PROBLEM TO SOLVE:
Leave out the pictures and transcribe everything else exactly.

RECORDS SUPPLIED:
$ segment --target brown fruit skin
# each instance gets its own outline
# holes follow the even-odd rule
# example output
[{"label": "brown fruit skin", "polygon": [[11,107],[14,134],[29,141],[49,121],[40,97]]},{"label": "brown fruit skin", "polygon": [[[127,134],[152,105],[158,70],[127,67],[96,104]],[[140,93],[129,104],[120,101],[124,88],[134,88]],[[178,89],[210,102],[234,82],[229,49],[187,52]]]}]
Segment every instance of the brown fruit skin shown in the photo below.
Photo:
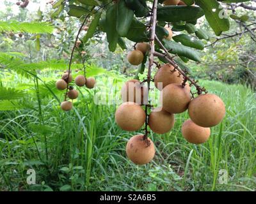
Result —
[{"label": "brown fruit skin", "polygon": [[83,75],[77,75],[75,78],[75,84],[79,87],[83,87],[85,85],[86,80]]},{"label": "brown fruit skin", "polygon": [[184,112],[190,99],[190,93],[180,84],[169,84],[163,89],[163,108],[170,113]]},{"label": "brown fruit skin", "polygon": [[147,139],[150,144],[148,147],[147,141],[143,140],[143,135],[134,135],[129,140],[126,145],[126,154],[136,164],[146,164],[150,163],[155,156],[154,143],[150,138]]},{"label": "brown fruit skin", "polygon": [[76,99],[78,97],[79,94],[79,92],[76,89],[72,89],[68,92],[68,97],[70,99]]},{"label": "brown fruit skin", "polygon": [[143,54],[140,50],[130,51],[127,55],[127,60],[132,65],[139,65],[143,61]]},{"label": "brown fruit skin", "polygon": [[64,90],[67,89],[67,84],[63,79],[60,79],[56,82],[56,87],[59,90]]},{"label": "brown fruit skin", "polygon": [[163,2],[163,4],[165,6],[177,5],[179,2],[180,2],[180,0],[166,0]]},{"label": "brown fruit skin", "polygon": [[136,50],[141,51],[143,54],[149,50],[149,44],[147,43],[138,43],[135,46]]},{"label": "brown fruit skin", "polygon": [[68,111],[70,110],[73,105],[70,101],[63,101],[61,103],[60,107],[63,110]]},{"label": "brown fruit skin", "polygon": [[[68,73],[65,73],[65,74],[63,74],[61,76],[61,78],[65,80],[65,82],[67,82],[67,79],[68,79]],[[72,77],[71,74],[69,74],[69,77],[68,77],[68,83],[70,83],[72,80]]]},{"label": "brown fruit skin", "polygon": [[188,142],[201,144],[208,140],[211,135],[211,129],[200,127],[188,119],[183,123],[181,133]]},{"label": "brown fruit skin", "polygon": [[175,121],[174,114],[166,112],[162,107],[156,108],[148,117],[149,127],[157,134],[169,132],[173,127]]},{"label": "brown fruit skin", "polygon": [[170,27],[166,27],[166,26],[164,27],[164,28],[167,30],[167,31],[169,32],[169,35],[168,36],[164,36],[164,38],[168,40],[172,40],[173,34],[172,33],[172,29]]},{"label": "brown fruit skin", "polygon": [[115,117],[116,122],[122,129],[134,131],[140,129],[144,124],[146,113],[139,105],[125,102],[117,108]]},{"label": "brown fruit skin", "polygon": [[93,77],[89,77],[86,78],[86,82],[85,83],[85,85],[88,89],[93,89],[94,85],[95,85],[96,80]]},{"label": "brown fruit skin", "polygon": [[[147,98],[147,90],[145,87],[140,84],[136,79],[127,81],[121,89],[122,99],[124,102],[134,102],[139,105],[144,104],[144,92],[147,93],[145,99]],[[133,94],[133,98],[132,98]]]},{"label": "brown fruit skin", "polygon": [[[183,1],[180,1],[178,5],[179,6],[187,6],[187,4]],[[195,3],[193,3],[191,6],[195,6]]]},{"label": "brown fruit skin", "polygon": [[[157,88],[157,83],[159,82],[163,83],[163,88],[171,84],[181,84],[183,82],[183,77],[182,75],[179,76],[178,71],[173,71],[173,69],[174,67],[169,64],[161,66],[154,77],[155,87]],[[162,91],[160,87],[158,89]]]},{"label": "brown fruit skin", "polygon": [[226,110],[221,99],[212,94],[201,94],[189,104],[188,113],[196,124],[204,127],[213,127],[221,122]]}]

PROBLEM SOLUTION:
$ segment --target brown fruit skin
# each instance gets its own outline
# holes follow the even-odd rule
# example output
[{"label": "brown fruit skin", "polygon": [[11,107],[14,134],[29,141],[49,121],[40,97]]},{"label": "brown fruit skin", "polygon": [[[127,134],[152,105],[158,70],[127,67],[96,104]],[[140,93],[129,104],[120,101],[124,88],[134,88]],[[178,89],[210,102],[234,82],[229,49],[187,52]]]}]
Segment every instance of the brown fruit skin shown in the photo below.
Photo:
Result —
[{"label": "brown fruit skin", "polygon": [[83,75],[77,75],[75,78],[75,84],[79,87],[83,87],[85,85],[86,80]]},{"label": "brown fruit skin", "polygon": [[184,112],[190,99],[190,93],[180,84],[169,84],[163,89],[163,108],[170,113]]},{"label": "brown fruit skin", "polygon": [[147,139],[150,144],[148,147],[147,141],[143,140],[143,135],[134,135],[129,140],[126,145],[126,154],[136,164],[146,164],[150,163],[155,156],[154,143],[150,138]]},{"label": "brown fruit skin", "polygon": [[76,99],[78,97],[79,94],[79,92],[76,89],[72,89],[68,92],[68,97],[70,99]]},{"label": "brown fruit skin", "polygon": [[143,54],[140,50],[130,51],[127,55],[127,60],[132,65],[139,65],[143,61]]},{"label": "brown fruit skin", "polygon": [[64,90],[67,89],[67,84],[63,79],[60,79],[56,82],[56,87],[59,90]]},{"label": "brown fruit skin", "polygon": [[163,2],[163,4],[165,6],[177,5],[179,2],[180,2],[180,0],[166,0]]},{"label": "brown fruit skin", "polygon": [[136,50],[141,51],[143,54],[149,50],[149,44],[147,43],[138,43],[135,46]]},{"label": "brown fruit skin", "polygon": [[68,111],[70,110],[73,105],[70,101],[63,101],[61,103],[60,107],[63,110]]},{"label": "brown fruit skin", "polygon": [[[68,73],[65,73],[65,74],[63,74],[61,76],[61,78],[65,80],[65,82],[67,82],[67,79],[68,79]],[[72,77],[71,74],[69,74],[69,77],[68,77],[68,83],[70,83],[72,80]]]},{"label": "brown fruit skin", "polygon": [[188,142],[201,144],[208,140],[211,135],[211,129],[200,127],[188,119],[183,123],[181,133]]},{"label": "brown fruit skin", "polygon": [[175,121],[174,114],[166,112],[162,107],[156,108],[148,117],[149,127],[157,134],[169,132],[173,127]]},{"label": "brown fruit skin", "polygon": [[170,27],[166,27],[166,26],[164,27],[164,28],[167,30],[167,31],[169,32],[169,35],[168,36],[164,36],[164,38],[168,40],[172,40],[173,34],[172,33],[172,29]]},{"label": "brown fruit skin", "polygon": [[115,117],[116,122],[122,129],[134,131],[140,129],[144,124],[146,113],[139,105],[125,102],[117,108]]},{"label": "brown fruit skin", "polygon": [[93,77],[89,77],[86,78],[86,82],[85,83],[85,85],[88,89],[93,89],[94,85],[95,85],[96,80]]},{"label": "brown fruit skin", "polygon": [[[147,98],[147,90],[145,87],[140,84],[136,79],[127,81],[121,89],[122,99],[124,102],[134,102],[139,105],[144,104],[144,92],[147,93],[145,99]],[[133,94],[133,98],[132,98]]]},{"label": "brown fruit skin", "polygon": [[[183,1],[180,1],[178,5],[179,6],[187,6],[187,4]],[[195,3],[193,3],[191,6],[195,6]]]},{"label": "brown fruit skin", "polygon": [[[157,88],[157,83],[159,82],[163,83],[163,88],[171,84],[181,84],[183,82],[183,77],[182,75],[179,76],[178,71],[173,71],[173,69],[174,67],[169,64],[161,66],[154,77],[155,87]],[[162,91],[160,87],[158,89]]]},{"label": "brown fruit skin", "polygon": [[226,110],[221,99],[212,94],[201,94],[189,104],[188,113],[196,124],[204,127],[213,127],[221,122]]}]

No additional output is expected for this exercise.